Segment Start: MATERIAL FOR THE TASK

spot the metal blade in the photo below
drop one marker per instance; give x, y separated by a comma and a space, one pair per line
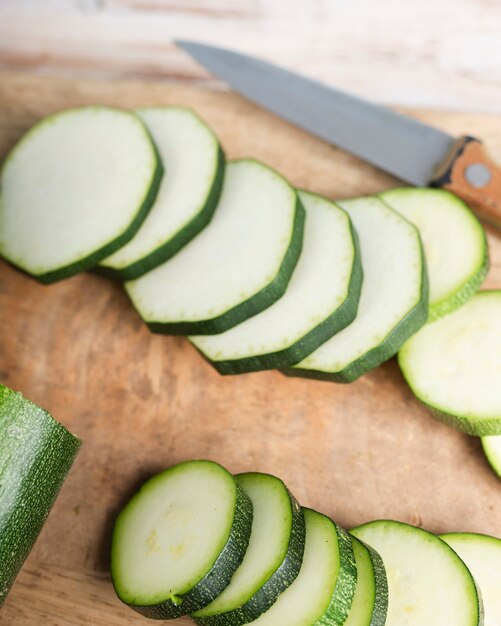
392, 142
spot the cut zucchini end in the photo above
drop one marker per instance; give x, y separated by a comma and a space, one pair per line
29, 222
179, 540
426, 578
450, 366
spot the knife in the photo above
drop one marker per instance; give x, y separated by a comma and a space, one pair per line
404, 147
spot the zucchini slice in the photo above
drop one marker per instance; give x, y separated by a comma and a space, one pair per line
36, 453
482, 555
394, 299
370, 603
322, 594
454, 242
76, 188
321, 299
273, 558
180, 539
492, 450
428, 583
239, 265
188, 195
452, 365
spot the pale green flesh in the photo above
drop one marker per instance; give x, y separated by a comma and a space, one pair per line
308, 597
365, 592
72, 185
454, 243
482, 555
271, 527
189, 153
238, 254
454, 363
319, 285
428, 584
389, 291
170, 534
492, 449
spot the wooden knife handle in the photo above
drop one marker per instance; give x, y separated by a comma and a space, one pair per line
473, 176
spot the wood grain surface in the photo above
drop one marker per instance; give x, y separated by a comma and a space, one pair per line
142, 402
437, 54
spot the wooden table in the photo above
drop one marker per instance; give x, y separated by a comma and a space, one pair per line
142, 402
438, 54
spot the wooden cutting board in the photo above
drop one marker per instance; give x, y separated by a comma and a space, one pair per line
142, 402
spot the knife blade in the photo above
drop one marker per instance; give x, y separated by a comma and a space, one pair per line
397, 144
410, 150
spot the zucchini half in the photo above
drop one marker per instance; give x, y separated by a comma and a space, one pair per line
320, 300
454, 243
178, 542
323, 592
188, 195
237, 266
393, 302
273, 558
74, 189
428, 583
452, 365
36, 453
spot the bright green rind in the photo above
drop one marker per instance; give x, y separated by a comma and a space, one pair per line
493, 455
344, 591
253, 305
408, 325
370, 604
183, 236
93, 259
206, 589
336, 321
269, 588
36, 453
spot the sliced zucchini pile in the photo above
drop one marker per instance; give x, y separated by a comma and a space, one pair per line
288, 566
394, 299
75, 189
188, 195
482, 555
454, 242
36, 453
180, 539
239, 265
453, 365
428, 583
321, 299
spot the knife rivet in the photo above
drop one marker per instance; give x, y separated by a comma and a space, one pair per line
478, 175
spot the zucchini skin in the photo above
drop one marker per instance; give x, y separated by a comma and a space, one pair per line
256, 303
179, 240
36, 453
408, 325
218, 577
344, 591
336, 321
278, 582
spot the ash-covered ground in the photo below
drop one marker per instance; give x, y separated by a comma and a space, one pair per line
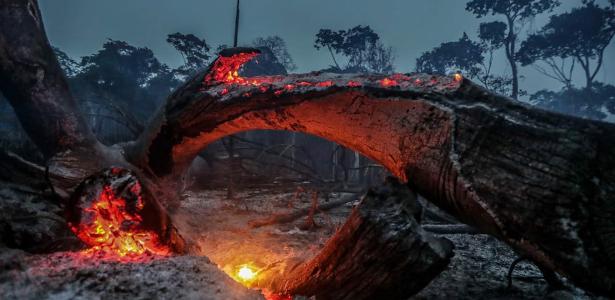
220, 229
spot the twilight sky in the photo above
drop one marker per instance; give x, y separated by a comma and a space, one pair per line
79, 27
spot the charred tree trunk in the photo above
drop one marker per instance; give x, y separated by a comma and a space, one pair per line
34, 84
540, 181
381, 252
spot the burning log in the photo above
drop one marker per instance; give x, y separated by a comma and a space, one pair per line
540, 181
381, 252
109, 213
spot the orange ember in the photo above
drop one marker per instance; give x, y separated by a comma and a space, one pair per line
388, 82
226, 69
110, 228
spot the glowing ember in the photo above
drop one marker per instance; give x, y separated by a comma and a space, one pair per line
111, 225
353, 83
387, 82
246, 273
226, 69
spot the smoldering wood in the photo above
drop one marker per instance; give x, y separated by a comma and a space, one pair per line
381, 252
290, 217
540, 181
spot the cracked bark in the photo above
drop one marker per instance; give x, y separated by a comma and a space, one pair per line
540, 181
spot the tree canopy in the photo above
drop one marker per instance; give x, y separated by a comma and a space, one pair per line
361, 47
582, 34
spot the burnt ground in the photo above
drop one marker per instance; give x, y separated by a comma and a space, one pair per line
220, 229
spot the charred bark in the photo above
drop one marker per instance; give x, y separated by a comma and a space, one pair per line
34, 84
541, 181
32, 81
381, 252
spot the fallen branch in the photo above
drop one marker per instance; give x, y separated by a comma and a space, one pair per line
381, 252
290, 217
451, 229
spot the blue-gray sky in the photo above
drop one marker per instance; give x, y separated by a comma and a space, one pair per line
79, 27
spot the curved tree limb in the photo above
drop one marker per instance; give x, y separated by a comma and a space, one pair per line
540, 181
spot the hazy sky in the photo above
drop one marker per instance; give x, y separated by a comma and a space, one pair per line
79, 27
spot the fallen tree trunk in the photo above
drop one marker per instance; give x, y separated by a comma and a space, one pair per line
381, 252
290, 217
34, 84
541, 181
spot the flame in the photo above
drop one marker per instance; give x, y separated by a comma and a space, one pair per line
108, 227
246, 273
387, 82
458, 77
226, 69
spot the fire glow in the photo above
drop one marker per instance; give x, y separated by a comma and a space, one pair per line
246, 273
109, 228
226, 72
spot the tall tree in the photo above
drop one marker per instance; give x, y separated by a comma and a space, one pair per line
125, 74
516, 14
466, 57
361, 47
277, 45
193, 50
581, 35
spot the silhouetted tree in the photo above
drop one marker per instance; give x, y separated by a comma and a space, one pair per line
516, 14
463, 56
579, 36
68, 65
466, 57
125, 74
360, 45
278, 47
193, 50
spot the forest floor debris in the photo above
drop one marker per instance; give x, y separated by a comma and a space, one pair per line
477, 271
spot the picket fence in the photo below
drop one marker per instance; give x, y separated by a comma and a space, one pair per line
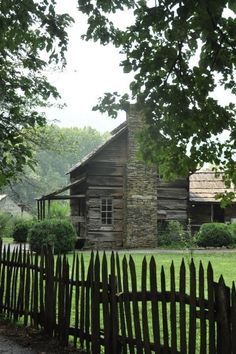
107, 306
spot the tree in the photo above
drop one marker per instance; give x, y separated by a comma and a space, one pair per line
32, 37
179, 51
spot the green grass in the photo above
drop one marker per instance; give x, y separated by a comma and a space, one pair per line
7, 240
222, 263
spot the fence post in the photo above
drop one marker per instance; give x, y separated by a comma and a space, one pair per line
115, 345
49, 293
222, 296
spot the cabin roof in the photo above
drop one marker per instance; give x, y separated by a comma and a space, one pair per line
204, 186
114, 134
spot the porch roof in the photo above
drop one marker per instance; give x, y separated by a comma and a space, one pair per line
204, 185
55, 194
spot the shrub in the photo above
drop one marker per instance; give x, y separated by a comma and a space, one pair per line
170, 232
59, 234
6, 224
232, 230
59, 210
214, 235
21, 230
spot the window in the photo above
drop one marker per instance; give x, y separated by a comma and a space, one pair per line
106, 211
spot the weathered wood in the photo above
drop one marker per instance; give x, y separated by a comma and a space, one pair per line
172, 193
182, 309
95, 323
105, 181
95, 213
171, 204
105, 169
106, 308
105, 192
145, 322
154, 306
203, 345
76, 218
211, 311
105, 236
233, 318
127, 304
136, 317
164, 310
192, 310
173, 310
118, 203
96, 225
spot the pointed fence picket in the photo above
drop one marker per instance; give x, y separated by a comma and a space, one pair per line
113, 307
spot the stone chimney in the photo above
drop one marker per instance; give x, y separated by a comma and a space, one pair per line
140, 191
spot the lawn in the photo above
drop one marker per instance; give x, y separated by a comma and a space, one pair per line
222, 262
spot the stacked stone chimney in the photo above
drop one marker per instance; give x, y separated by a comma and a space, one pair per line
141, 191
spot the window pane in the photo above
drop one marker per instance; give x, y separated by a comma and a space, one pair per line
106, 211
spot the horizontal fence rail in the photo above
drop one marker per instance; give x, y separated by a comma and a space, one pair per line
107, 304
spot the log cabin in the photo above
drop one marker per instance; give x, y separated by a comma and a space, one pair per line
116, 199
204, 185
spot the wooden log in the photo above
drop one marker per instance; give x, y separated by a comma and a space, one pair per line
105, 181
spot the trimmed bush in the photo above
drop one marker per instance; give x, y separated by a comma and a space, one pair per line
232, 230
21, 230
214, 235
58, 234
170, 232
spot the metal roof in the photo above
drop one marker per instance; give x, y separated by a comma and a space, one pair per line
204, 185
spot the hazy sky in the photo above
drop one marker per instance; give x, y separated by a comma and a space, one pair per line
92, 69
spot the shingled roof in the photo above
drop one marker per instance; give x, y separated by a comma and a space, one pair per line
204, 186
114, 134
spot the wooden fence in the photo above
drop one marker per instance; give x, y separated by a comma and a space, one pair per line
110, 305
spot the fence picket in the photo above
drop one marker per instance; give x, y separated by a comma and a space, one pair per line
106, 307
192, 310
182, 307
233, 318
32, 289
173, 310
95, 323
121, 306
154, 306
82, 303
211, 309
77, 294
203, 345
145, 324
136, 316
164, 311
127, 305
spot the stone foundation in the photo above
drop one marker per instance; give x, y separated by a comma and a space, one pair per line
140, 193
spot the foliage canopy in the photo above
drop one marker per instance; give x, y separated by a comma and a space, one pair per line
32, 36
179, 51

Segment End: MATERIAL FOR THE TASK

_DIRECTIONS_: Where the string "ember" appears in a line of the listing, copy that line.

_TASK RESPONSE_:
spot the orange ember in the photo above
spot the glowing ember in the photo above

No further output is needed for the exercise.